EXERCISE PROMPT: Turn every line of the records below into a Markdown table with the columns "Row" and "Line", numbering each line and skipping any blank ones.

==== MATERIAL FOR THIS EXERCISE ====

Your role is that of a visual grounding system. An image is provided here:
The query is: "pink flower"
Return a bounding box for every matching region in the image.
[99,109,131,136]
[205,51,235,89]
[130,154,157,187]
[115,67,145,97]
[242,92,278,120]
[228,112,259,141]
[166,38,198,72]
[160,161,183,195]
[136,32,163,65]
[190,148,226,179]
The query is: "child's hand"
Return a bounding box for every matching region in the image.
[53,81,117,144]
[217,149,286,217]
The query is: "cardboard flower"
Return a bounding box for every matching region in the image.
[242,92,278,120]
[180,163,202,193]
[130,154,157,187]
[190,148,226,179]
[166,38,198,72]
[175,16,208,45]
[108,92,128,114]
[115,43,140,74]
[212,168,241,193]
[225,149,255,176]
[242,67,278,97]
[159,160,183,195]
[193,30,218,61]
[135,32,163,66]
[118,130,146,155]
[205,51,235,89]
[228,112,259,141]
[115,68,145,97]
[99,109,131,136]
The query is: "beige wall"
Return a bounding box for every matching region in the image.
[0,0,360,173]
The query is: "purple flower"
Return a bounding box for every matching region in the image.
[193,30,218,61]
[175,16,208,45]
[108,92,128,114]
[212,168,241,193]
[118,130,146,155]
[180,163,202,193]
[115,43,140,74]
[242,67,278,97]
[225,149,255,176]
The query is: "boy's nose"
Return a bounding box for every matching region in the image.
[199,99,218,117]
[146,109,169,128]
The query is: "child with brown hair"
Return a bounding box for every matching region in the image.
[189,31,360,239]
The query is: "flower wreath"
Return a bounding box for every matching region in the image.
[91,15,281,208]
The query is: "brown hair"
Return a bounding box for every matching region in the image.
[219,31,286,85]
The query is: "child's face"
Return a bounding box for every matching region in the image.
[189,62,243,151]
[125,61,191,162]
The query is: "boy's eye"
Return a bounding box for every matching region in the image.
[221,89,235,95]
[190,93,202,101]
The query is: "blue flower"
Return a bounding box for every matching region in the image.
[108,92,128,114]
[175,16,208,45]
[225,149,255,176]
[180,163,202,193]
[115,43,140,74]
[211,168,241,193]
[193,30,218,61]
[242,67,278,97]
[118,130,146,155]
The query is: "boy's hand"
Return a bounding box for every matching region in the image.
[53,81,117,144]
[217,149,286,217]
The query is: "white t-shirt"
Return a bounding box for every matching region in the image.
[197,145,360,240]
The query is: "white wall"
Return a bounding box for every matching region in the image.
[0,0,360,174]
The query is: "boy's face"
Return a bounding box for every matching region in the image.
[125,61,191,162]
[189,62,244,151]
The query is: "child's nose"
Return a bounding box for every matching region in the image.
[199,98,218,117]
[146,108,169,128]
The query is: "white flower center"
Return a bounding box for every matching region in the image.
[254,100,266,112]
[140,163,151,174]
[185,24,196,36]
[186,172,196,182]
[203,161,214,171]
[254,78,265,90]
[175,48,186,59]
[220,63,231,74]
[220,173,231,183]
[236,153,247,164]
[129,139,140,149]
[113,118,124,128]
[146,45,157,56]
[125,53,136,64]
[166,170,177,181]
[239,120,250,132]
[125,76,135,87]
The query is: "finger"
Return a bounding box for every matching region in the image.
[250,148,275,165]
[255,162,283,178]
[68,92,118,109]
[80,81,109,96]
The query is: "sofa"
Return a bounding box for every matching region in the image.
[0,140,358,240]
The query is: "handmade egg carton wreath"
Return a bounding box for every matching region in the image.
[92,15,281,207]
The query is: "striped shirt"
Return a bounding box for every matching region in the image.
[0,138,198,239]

====

TASK RESPONSE:
| Row | Line |
|---|---|
| 1 | Your role is that of a visual grounding system. An image is provided here: |
| 2 | The query is: "pink flower" |
| 3 | Return a bounding box for every matching region in the image. |
| 4 | [99,109,131,136] |
| 5 | [205,51,235,89] |
| 6 | [130,154,157,187] |
| 7 | [115,67,145,97] |
| 8 | [242,92,278,120] |
| 9 | [228,112,259,141] |
| 10 | [166,38,198,72] |
| 11 | [160,161,183,195] |
| 12 | [136,32,163,65] |
| 13 | [190,148,226,179] |
| 14 | The query is: "child's hand" |
| 15 | Return a bounding box for every matching region in the image. |
| 16 | [53,81,117,144] |
| 17 | [217,149,286,217] |
| 18 | The query is: "cardboard flower" |
| 19 | Return a bounding box for every matching region in the image. |
| 20 | [242,92,278,120] |
| 21 | [180,163,202,193] |
| 22 | [130,154,157,187] |
| 23 | [190,148,226,179] |
| 24 | [166,38,198,72] |
| 25 | [175,16,208,45] |
| 26 | [108,92,128,114] |
| 27 | [115,43,140,74] |
| 28 | [212,168,241,193] |
| 29 | [225,149,255,176] |
| 30 | [242,67,278,97] |
| 31 | [159,160,183,195] |
| 32 | [193,30,218,61] |
| 33 | [135,32,163,66] |
| 34 | [118,130,146,155] |
| 35 | [205,51,235,89] |
| 36 | [228,112,259,141] |
| 37 | [115,68,145,97] |
| 38 | [99,109,131,136] |
| 39 | The query is: "beige wall" |
| 40 | Return a bounding box for every matching region in the image. |
| 41 | [0,0,360,173] |
| 42 | The query is: "purple flower" |
| 43 | Return a bounding box for every matching region in the image. |
| 44 | [193,30,218,61] |
| 45 | [175,16,208,45] |
| 46 | [108,92,128,114] |
| 47 | [212,168,241,193] |
| 48 | [118,130,146,155] |
| 49 | [180,163,202,193] |
| 50 | [115,43,140,74] |
| 51 | [242,67,278,97] |
| 52 | [225,149,255,176] |
| 53 | The query is: "boy's nose" |
| 54 | Return a bounding box for every matching region in the image. |
| 55 | [199,99,218,117] |
| 56 | [146,109,169,128] |
| 57 | The query is: "child with brown hair" |
| 58 | Return a bounding box for every matching region in the image. |
| 59 | [189,31,360,239] |
| 60 | The query is: "flower wreath" |
| 61 | Return a bounding box for every matching region in the image. |
| 62 | [91,15,281,208] |
| 63 | The query is: "brown hair" |
| 64 | Return a bounding box for every matching region in the image. |
| 65 | [219,31,286,85] |
| 66 | The query is: "child's face" |
| 67 | Return a bounding box for every matching region in the image. |
| 68 | [189,62,243,151] |
| 69 | [125,61,191,162] |
| 70 | The query is: "boy's eye" |
| 71 | Return a bounding box for every matching region in the image. |
| 72 | [221,89,235,95] |
| 73 | [190,93,202,101] |
| 74 | The query is: "blue flower" |
| 75 | Return a bounding box for every matching region in the image. |
| 76 | [108,92,128,114] |
| 77 | [175,16,208,45] |
| 78 | [225,149,255,176] |
| 79 | [180,163,202,193] |
| 80 | [115,43,140,74] |
| 81 | [211,168,241,193] |
| 82 | [193,30,218,61] |
| 83 | [242,67,278,97] |
| 84 | [118,130,146,155] |
| 85 | The query is: "boy's hand" |
| 86 | Return a bounding box for every matching region in the image. |
| 87 | [53,81,117,144] |
| 88 | [217,149,286,217] |
| 89 | The query is: "white t-shirt" |
| 90 | Return a bounding box for every matching region in the image. |
| 91 | [197,145,360,240] |
| 92 | The query is: "white wall" |
| 93 | Return a bounding box for every matching region in the image. |
| 94 | [0,0,360,174] |
| 95 | The query is: "boy's face" |
| 96 | Return a bounding box for every matching region in the image. |
| 97 | [125,61,191,162] |
| 98 | [189,62,244,151] |
| 99 | The query is: "child's nose" |
| 100 | Return a bounding box for every matching region in the image. |
| 101 | [199,98,218,117] |
| 102 | [146,108,169,128] |
| 103 | The query is: "white flower center" |
| 104 | Return a bounding box for every matching region in the image. |
| 105 | [254,100,266,112] |
| 106 | [140,163,151,174] |
| 107 | [185,24,196,36] |
| 108 | [186,172,196,182] |
| 109 | [203,161,214,171] |
| 110 | [254,78,265,90] |
| 111 | [175,48,186,59] |
| 112 | [220,63,231,74] |
| 113 | [220,173,231,183] |
| 114 | [236,153,247,164] |
| 115 | [129,139,140,149] |
| 116 | [113,118,124,128] |
| 117 | [146,45,157,56] |
| 118 | [125,53,136,64] |
| 119 | [166,170,177,181] |
| 120 | [239,120,250,132] |
| 121 | [125,76,135,87] |
| 122 | The query is: "finger" |
| 123 | Return a bounding box for every matching region in the image. |
| 124 | [250,148,275,165] |
| 125 | [255,162,283,178] |
| 126 | [68,92,118,109] |
| 127 | [80,81,109,96] |
| 128 | The query is: "sofa" |
| 129 | Return a bounding box for every matching region in the image. |
| 130 | [0,140,358,240] |
| 131 | The query is: "handmade egg carton wreath" |
| 132 | Return a bounding box for every matching region in the image. |
| 133 | [92,15,281,207] |
| 134 | The query is: "striped shirt" |
| 135 | Return a bounding box for every matching region in the image. |
| 136 | [0,138,198,239] |